Items listed in a dataset:

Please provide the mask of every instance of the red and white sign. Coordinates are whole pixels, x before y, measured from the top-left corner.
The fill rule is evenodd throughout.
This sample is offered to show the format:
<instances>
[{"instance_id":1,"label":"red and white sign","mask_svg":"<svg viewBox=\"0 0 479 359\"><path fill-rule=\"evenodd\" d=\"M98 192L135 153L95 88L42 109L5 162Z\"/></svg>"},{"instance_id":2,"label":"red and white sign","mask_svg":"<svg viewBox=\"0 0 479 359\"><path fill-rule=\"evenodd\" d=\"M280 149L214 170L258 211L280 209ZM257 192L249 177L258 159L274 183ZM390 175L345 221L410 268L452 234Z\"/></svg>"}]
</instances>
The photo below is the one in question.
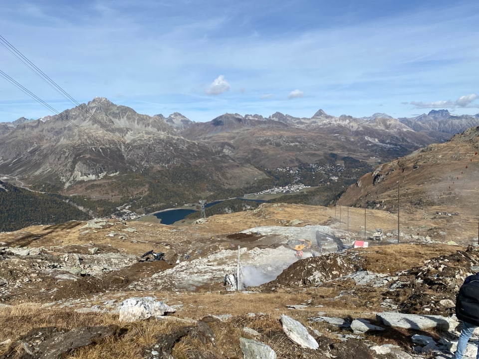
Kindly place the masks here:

EXERCISE AIM ::
Copy the entries above word for word, omitting the pictures.

OUTPUT BELOW ::
Please provide the mask of every instance of the red and white sign. Coordinates are whole pixels, x before y, measured from the top-left corner.
The fill rule is evenodd throughout.
This sample is offered to show the format:
<instances>
[{"instance_id":1,"label":"red and white sign","mask_svg":"<svg viewBox=\"0 0 479 359\"><path fill-rule=\"evenodd\" d=\"M98 192L135 153L95 88L42 109L5 162Z\"/></svg>"},{"instance_id":2,"label":"red and white sign","mask_svg":"<svg viewBox=\"0 0 479 359\"><path fill-rule=\"evenodd\" d=\"M280 149L214 170L258 211L280 209ZM257 192L249 177L258 159L274 183ZM390 175L345 221L410 268L452 234Z\"/></svg>"}]
</instances>
The photo below is the one in question.
Kindly place the masks here:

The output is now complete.